## THE PROBLEM
The records below are to be written out again, exactly as they appear.

(Stored dataset items)

----------------

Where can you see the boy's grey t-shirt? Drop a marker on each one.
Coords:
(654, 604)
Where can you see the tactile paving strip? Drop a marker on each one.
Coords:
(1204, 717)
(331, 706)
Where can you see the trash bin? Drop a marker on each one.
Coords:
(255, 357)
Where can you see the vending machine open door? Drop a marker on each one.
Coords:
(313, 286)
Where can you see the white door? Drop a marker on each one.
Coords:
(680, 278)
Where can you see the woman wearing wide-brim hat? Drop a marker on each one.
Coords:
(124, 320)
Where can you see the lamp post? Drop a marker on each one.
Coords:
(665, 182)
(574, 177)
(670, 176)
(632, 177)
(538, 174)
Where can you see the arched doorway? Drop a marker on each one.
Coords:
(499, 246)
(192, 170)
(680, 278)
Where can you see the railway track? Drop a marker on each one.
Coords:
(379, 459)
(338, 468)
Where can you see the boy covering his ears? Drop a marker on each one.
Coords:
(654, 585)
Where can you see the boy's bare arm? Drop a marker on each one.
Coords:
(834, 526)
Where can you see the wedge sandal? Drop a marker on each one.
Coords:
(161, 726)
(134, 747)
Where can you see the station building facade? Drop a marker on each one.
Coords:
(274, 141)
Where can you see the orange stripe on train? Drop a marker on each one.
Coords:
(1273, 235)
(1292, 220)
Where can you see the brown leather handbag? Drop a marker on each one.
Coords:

----------------

## THE COMPLETED TASK
Where can you see the boy's grey t-shirt? Drop a marker on each one.
Coords:
(654, 604)
Where can you see the tactile paving strip? Drop a marker on each one.
Coords:
(1204, 717)
(331, 706)
Where can you see the trash bin? Drop a marker on each one.
Coords:
(255, 357)
Where can you see the vending machine open door? Drop a marker on each one.
Coords:
(313, 286)
Where can you see the white door? Drop a marker on each one.
Coords:
(680, 278)
Where can you see the woman wearing wide-brim hat? Drop a marker on each one.
Coords:
(124, 320)
Where can you see the lamp post? Drop a marker on each one.
Coords:
(665, 182)
(574, 177)
(670, 176)
(632, 177)
(538, 174)
Where can you see the arched doorway? Drop a marker on each one.
Coords:
(499, 246)
(192, 170)
(680, 278)
Where can you see the railway track? Drop a marker on each one.
Coords:
(379, 459)
(338, 468)
Where can you see the boy covering his ears? Drop a marker on each one.
Coords:
(654, 585)
Where can you see the boy's bare arm? Drop a marker on each one.
Coords:
(834, 526)
Where can you see the wedge sandal? Drop a marker on each one.
Coords:
(161, 726)
(134, 747)
Where can you see the station building facade? Drop a marker on each one.
Coords:
(274, 141)
Where can you see the orange stripe on train? Drop a marker on each one.
Coords:
(1273, 235)
(1292, 220)
Where can you see the brown leather handbag? Drop a marker on each one.
Coords:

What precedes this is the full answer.